## WORK TASK
Copy the part of the post on race and identity that begins at the words "I'm going to" and stops after "sort of fuzzily.", changing "jawline" to "chin".

PROVIDED TEXT section start

So I saw an ad for http://twitter.com/obamatranslated. Its humor is based on racist stereotypes yes?

navkat

But that sounds pretty positive to me.

I'm going to make a huge assumption here for a moment and say that the "I don't see race" people are like me about it. I might be inclined to ask your heritage. It's not that I literally don't see the physical attributes that make you different than me, it's that it's not a prominent part of my consciousness. I might, at some point, be hanging out with you and catch something: a unique color in your eyes, a funny curve in your jawline, and find myself naturally, childishly curious about what factors: geography, lineage, etc gave you those things.

Okay, now the cultural identity stuff. This is a different matter altogether and one that makes this clearer to me. Yes, those things I do consciously see to a greater extent...but still sort of fuzzily.

It's funny, we talked about Object Permanence in another thread. No specifics but I'm no stranger to the concept. I have no clear ability to recall crisp pictures of people in my head. People become charicatures of themselves.

I *do* see people in terms of the lifestyles in which they participate. I see musician friends with their instruments and some loose stereotypical symbolism. Pop iconography. I see hippie friends as heads wrapped in 'do rags, smell patchouli in my mind for a moment. As I get to know people more intimately, these factors are replaced with more individual ones. That musician friend? Turns out he's a micro-brew fanatic? I see a bottle of beer somewhere in the mix. The hippie drives a Cube? I see his car zipping around.

What do I think about when someone says "I tie my identity to my black heritage?" Since this is a candid, "challenging discomfort" thread, I'll show you my pictures: I see a woman in african garb and a colorful headwrap. I see Louis Armstrong playing a trumpet with music notes around his head on the mural in the New Orleans bus depot. I see two black women in a kitchen, cooking together and talking about their men in exhuberant tones and laughing. I see the female RN who signed off on my clinical rotations in Pre-admit who told me stories about working her fingers to the bone as a single mom to make RN while her gospel music plays through her computer speakers. I see flashes of run-down neighborhoods with chain link fences and unkempt lawns. I see 80s model Cadillacs taking forever to warm up in cold driveways and little girls with their hair in three braids, held together by those "bolo" hair thingies and plastic barettes. I see boys playing basketball in the park in St Marks in NYC. I see LL Cool J in his boater's style hat and hear snippets of "Around The Way Girl" played on stoops in NY in the late 80s while kids play in the pirated fire-hydrants-cum-sprinklers.

Are these okay? Or are these as bad as blackface? These are, admittedly, much different images than what I'd call up in my head if someone who was black said "My brother and his friend are gonna end up getting themselves killed."

What do you see in your head when you think about me? When I say the word "raver?" When I say "Borderline Personality" or "ADD" or "possible mild Asperger's?" What about "Italian girl from New York?"

PROVIDED TEXT section end
EXTRACTED ENTRIES section start

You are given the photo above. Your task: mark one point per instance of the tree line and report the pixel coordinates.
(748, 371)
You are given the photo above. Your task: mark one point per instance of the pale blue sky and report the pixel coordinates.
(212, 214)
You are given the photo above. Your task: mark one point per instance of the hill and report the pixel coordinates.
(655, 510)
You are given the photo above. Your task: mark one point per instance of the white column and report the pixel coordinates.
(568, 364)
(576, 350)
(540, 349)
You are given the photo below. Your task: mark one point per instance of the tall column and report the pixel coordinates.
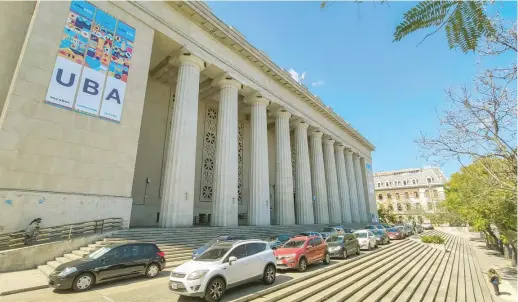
(178, 194)
(359, 185)
(284, 207)
(351, 180)
(369, 198)
(259, 206)
(318, 178)
(224, 199)
(303, 197)
(335, 209)
(343, 186)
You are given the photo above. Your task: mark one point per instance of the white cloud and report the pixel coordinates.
(318, 83)
(297, 76)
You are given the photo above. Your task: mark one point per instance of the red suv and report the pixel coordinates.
(300, 251)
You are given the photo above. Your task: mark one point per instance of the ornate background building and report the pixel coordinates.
(410, 193)
(187, 124)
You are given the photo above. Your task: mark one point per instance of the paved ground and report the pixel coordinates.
(402, 271)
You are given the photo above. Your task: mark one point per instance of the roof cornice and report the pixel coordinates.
(273, 70)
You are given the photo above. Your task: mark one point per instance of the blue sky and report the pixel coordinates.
(388, 91)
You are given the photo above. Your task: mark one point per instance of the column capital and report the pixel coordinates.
(339, 147)
(187, 57)
(225, 81)
(257, 98)
(328, 139)
(300, 123)
(281, 112)
(315, 132)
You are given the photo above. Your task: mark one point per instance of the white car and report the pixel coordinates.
(224, 265)
(366, 239)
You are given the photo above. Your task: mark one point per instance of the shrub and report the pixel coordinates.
(432, 239)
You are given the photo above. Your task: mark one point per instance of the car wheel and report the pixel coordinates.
(269, 274)
(327, 258)
(215, 290)
(83, 282)
(152, 270)
(303, 265)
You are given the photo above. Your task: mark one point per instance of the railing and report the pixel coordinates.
(57, 233)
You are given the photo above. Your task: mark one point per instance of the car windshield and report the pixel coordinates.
(214, 253)
(360, 235)
(294, 244)
(99, 253)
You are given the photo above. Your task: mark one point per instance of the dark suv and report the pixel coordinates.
(109, 263)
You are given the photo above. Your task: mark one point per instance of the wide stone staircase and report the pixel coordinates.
(404, 271)
(177, 244)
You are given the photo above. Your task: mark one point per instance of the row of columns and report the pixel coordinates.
(328, 185)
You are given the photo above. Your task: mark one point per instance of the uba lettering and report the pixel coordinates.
(89, 86)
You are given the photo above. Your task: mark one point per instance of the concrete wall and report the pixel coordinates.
(32, 256)
(14, 21)
(48, 149)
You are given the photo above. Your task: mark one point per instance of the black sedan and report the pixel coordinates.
(109, 263)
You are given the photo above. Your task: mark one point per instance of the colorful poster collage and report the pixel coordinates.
(94, 55)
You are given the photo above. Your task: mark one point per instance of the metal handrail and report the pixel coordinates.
(56, 233)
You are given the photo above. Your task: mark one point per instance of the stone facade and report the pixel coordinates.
(411, 193)
(200, 139)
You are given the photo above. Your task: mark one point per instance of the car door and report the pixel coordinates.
(112, 265)
(238, 270)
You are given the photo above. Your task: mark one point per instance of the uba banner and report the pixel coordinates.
(93, 63)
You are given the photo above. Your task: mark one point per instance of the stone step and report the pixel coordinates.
(46, 269)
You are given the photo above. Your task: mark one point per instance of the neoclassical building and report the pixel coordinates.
(159, 113)
(410, 193)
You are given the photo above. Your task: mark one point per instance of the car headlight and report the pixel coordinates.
(67, 271)
(197, 275)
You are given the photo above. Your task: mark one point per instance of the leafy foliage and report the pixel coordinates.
(466, 22)
(432, 239)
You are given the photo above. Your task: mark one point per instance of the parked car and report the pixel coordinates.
(328, 231)
(395, 233)
(223, 266)
(427, 226)
(366, 239)
(381, 236)
(207, 245)
(310, 233)
(342, 245)
(109, 263)
(279, 240)
(301, 251)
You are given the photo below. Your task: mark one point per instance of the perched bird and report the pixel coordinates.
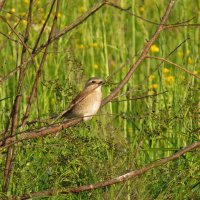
(86, 103)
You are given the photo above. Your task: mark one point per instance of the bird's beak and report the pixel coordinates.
(101, 82)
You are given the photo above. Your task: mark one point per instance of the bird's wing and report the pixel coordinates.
(82, 95)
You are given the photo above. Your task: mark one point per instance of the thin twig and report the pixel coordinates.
(16, 106)
(142, 55)
(174, 64)
(38, 74)
(119, 179)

EXTRACTED ENTRIES section end

## ANSWER TO THIS TASK
I'm going to make a huge assumption here for a moment and say that the "I don't see race" people are like me about it. I might be inclined to ask your heritage. It's not that I literally don't see the physical attributes that make you different than me, it's that it's not a prominent part of my consciousness. I might, at some point, be hanging out with you and catch something: a unique color in your eyes, a funny curve in your chin, and find myself naturally, childishly curious about what factors: geography, lineage, etc gave you those things.

Okay, now the cultural identity stuff. This is a different matter altogether and one that makes this clearer to me. Yes, those things I do consciously see to a greater extent...but still sort of fuzzily.